* WHAT THE TASK ASKS:
Write out every one of the rows below word for word, leaving out the pictures.

* RAW DATA:
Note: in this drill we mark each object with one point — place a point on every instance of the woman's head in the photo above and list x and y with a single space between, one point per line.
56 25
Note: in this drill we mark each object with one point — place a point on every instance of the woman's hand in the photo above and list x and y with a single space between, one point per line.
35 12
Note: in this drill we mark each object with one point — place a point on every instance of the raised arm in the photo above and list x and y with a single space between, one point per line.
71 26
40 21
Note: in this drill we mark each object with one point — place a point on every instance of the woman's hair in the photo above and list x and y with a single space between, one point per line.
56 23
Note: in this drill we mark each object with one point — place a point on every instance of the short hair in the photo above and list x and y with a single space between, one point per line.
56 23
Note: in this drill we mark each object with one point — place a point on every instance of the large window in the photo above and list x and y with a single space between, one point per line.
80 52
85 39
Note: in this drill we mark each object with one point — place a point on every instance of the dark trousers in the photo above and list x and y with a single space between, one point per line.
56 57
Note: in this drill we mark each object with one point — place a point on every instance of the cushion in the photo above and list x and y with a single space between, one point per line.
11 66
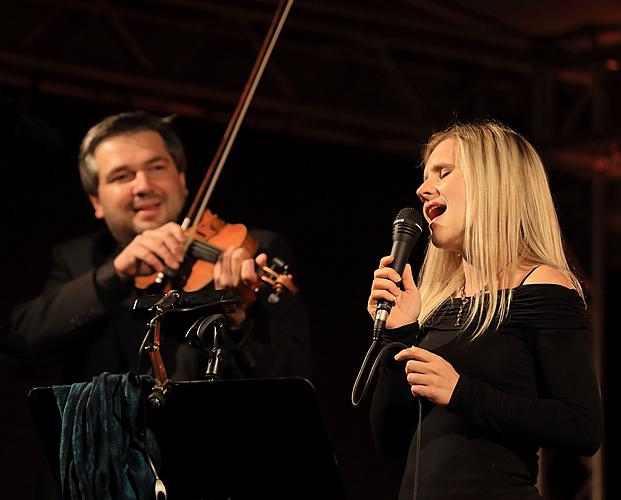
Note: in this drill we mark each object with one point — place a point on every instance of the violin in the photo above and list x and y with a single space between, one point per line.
208 235
206 241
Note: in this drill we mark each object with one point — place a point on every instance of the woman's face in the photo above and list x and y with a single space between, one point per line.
443 193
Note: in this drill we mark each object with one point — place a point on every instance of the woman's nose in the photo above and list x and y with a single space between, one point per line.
425 191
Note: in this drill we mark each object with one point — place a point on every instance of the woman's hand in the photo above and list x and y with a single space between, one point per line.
429 375
406 302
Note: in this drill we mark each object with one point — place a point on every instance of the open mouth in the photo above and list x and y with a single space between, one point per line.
434 211
146 208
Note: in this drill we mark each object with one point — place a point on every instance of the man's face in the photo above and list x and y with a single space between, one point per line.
139 185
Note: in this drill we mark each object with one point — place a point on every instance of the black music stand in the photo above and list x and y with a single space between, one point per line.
231 439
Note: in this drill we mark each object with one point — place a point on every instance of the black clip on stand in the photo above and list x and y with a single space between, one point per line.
164 304
197 337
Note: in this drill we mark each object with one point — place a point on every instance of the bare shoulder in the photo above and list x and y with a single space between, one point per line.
548 275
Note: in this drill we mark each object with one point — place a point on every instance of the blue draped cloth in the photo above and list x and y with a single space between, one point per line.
102 444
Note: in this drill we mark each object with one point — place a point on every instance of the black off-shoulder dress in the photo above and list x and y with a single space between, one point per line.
526 385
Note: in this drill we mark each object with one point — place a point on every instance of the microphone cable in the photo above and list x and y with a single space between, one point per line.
355 400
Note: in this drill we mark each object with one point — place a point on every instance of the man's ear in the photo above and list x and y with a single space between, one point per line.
185 188
99 212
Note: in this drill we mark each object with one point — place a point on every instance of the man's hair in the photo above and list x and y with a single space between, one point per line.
510 220
123 124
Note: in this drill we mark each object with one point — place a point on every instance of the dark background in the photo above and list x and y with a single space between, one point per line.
328 155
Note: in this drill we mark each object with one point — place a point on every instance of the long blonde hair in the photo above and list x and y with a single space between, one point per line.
510 221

* SOLUTION TO THE EXERCISE:
Note: in this drill we mark each object with one point — place a point on every instance of the woman's head in the photo above and list x and y with a single space between, one point per line.
56 25
Note: in this drill we mark each object with one point — place a point on every instance of the woman's hand in the photo above and list x and y with a single space between, one point per line.
35 12
Note: in this drill we mark each object with one point — place a point on every instance of the raised arm in the photo above and list x and y with a single space between, one point per line.
71 26
40 21
Note: in this drill we mark each object with one point — place a point on every instance of the woman's hair in the photo above and list x and y with a single space between, one point per line.
56 23
Note: in this drill we mark each object with one point — place a point on every instance of the short hair in the photo above and list x and y with a single space between, one point per line.
56 23
Note: in this drill we mark each object with one point — place a point on every instance of the large window in the photo above and list x and y with a single space between, one point per line.
80 52
85 39
Note: in this drill we mark each object with one point — place a point on every instance of the dark trousers in the photo above and list x and y with a single space between, one point per line.
56 57
Note: in this drill we mark each object with one point — place a point on every instance of the cushion in the photo above and list x and y with a single space between, one point per line.
11 66
Note: in this drill we mark each object with one point — place a point on every instance of the violin in the photo above and list x and y with a single space between, one point per line.
208 235
206 241
Note: in this drill we mark each object with one point — place a point on every instance of the woman's face in the photo above and list x and y with a single space between, one point per line.
443 193
Note: in this drill we mark each object with one point — place a point on every instance of the woman's nose in the photo above and list x and y with a single space between, one point per line.
425 191
Note: in this drill we mark each object with one point — place a point on every instance of the woman's hand in the photo above and list x and y with a single space between, one point per line.
429 375
406 302
Note: in this drill we mark each object with one point — place a point on every instance of the open mouth in the photo above and list x and y with a single space between, one point per line.
434 211
146 208
Note: in this drill we mark each object with one point — place a point on every instance of the man's face in the photo above and list x and y with a single space between, one point per line.
139 185
Note: in this drill we mark each object with one point — place a point on every instance of the black music stand in the photo above and list x and y with a single space between, one point per line.
231 439
Note: in this drill we mark each object with one point — place a point on every instance of the black clip on stand in the photo above and list x and y with a single space between, one point per line.
164 304
197 337
Note: in this drill we mark each object with one point — place a point on every instance of the bare shoulder in the photo above and list x and y with a single space between, one point per line.
548 275
Note: in this drill we mark each object with one point — place a point on every instance of the blue draped cloth in the photo above and list x and y with a single space between, one point per line.
102 444
Note: in this drill we mark each object with one point — place a point on every instance of the black off-shoulder dress in the photo above and list x and y with a single space between, one point per line.
526 385
Note: in this drill we mark each object with one point — place a point on every instance of the microphone cable in the photo above and list x and y with a single space between, one point per line.
355 400
Note: in this drill we mark each object with one point — place a point on every instance of the man's ear in the photo above and list x and y with a single space between, one point per line.
185 188
99 212
Note: in this drill we mark each object with one point — place a point on every instance of the man's hair in the photo above and list x and y with a single space between, one point per line.
510 220
123 124
Note: in this drill we mark each object with one point — place a point on every instance of the dark background in the photo above and list x and y with a single space between, one point per line.
328 155
Note: in this drill we mark each object with one point — place a point on every instance of the long blonde hair in the photo above and list x and y with a single space between, one point per line.
510 221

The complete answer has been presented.